ENTRIES PROVIDED:
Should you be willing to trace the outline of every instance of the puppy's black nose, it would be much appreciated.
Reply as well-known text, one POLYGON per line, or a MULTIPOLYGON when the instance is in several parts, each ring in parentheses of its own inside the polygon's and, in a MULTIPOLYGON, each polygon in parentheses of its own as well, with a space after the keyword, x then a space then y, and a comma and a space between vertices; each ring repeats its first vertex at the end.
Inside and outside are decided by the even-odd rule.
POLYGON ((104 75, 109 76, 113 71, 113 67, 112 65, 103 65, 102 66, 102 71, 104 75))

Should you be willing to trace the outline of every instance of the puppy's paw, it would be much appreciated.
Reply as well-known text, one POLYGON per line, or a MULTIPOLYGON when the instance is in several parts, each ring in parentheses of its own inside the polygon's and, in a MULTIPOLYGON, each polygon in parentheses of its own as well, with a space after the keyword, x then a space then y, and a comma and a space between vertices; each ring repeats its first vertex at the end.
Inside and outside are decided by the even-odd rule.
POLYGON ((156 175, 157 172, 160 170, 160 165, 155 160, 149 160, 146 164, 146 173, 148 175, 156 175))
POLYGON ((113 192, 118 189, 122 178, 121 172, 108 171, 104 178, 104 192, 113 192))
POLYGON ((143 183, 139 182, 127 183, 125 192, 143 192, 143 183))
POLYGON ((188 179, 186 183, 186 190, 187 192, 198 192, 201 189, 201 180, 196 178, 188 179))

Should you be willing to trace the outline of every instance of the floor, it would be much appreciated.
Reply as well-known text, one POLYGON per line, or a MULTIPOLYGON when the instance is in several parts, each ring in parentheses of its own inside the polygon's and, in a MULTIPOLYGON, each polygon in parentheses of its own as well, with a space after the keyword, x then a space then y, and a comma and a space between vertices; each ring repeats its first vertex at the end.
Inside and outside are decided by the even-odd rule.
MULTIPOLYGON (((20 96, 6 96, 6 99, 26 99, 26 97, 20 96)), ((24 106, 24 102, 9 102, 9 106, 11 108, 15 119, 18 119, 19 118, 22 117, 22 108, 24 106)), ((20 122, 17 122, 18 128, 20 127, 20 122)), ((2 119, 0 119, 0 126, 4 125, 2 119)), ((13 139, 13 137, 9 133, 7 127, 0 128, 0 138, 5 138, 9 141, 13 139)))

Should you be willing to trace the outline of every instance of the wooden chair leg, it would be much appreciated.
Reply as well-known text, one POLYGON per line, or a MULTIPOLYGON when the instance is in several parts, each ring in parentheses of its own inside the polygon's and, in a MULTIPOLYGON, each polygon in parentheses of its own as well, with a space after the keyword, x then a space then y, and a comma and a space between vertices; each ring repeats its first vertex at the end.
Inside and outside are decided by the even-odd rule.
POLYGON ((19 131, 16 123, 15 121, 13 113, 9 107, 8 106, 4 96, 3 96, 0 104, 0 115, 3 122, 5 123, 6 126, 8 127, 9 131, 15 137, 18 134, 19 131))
* * *
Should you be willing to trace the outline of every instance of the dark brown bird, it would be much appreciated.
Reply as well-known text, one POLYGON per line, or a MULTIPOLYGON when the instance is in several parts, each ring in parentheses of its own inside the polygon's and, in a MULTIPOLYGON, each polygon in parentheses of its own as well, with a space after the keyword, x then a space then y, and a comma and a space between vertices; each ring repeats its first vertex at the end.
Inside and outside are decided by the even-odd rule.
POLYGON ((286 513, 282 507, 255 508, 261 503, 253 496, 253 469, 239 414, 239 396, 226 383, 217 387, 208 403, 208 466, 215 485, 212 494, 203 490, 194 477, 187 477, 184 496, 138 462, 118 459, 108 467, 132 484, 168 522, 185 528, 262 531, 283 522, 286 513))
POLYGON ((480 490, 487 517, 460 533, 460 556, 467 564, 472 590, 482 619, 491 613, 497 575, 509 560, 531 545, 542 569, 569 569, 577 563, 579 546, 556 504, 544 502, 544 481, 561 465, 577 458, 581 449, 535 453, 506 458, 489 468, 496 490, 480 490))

GIVEN EXERCISE:
Repeat the lines from the one with "paw, it would be much appreciated." through the one with "POLYGON ((188 179, 186", both included.

WRITTEN ANSWER:
Should you be willing to trace the outline of every instance of the puppy's paw, it would be much appreciated.
Reply as well-known text, one POLYGON per line, or a MULTIPOLYGON when the instance is in several parts, each ring in parentheses of its own inside the polygon's and, in a MULTIPOLYGON, each polygon in parentheses of its own as well, with a space after the keyword, x then a space then y, and a comma and a space between vertices; each ring repeats its first vertex at the end.
Inside and outside are decided by the even-odd rule.
POLYGON ((156 175, 157 172, 160 170, 160 165, 155 160, 149 160, 146 164, 146 173, 148 175, 156 175))
POLYGON ((113 192, 118 189, 122 178, 121 172, 108 171, 104 178, 104 192, 113 192))
POLYGON ((143 183, 139 182, 127 183, 125 192, 143 192, 143 183))
POLYGON ((188 179, 186 183, 186 190, 187 192, 198 192, 201 189, 201 180, 196 178, 188 179))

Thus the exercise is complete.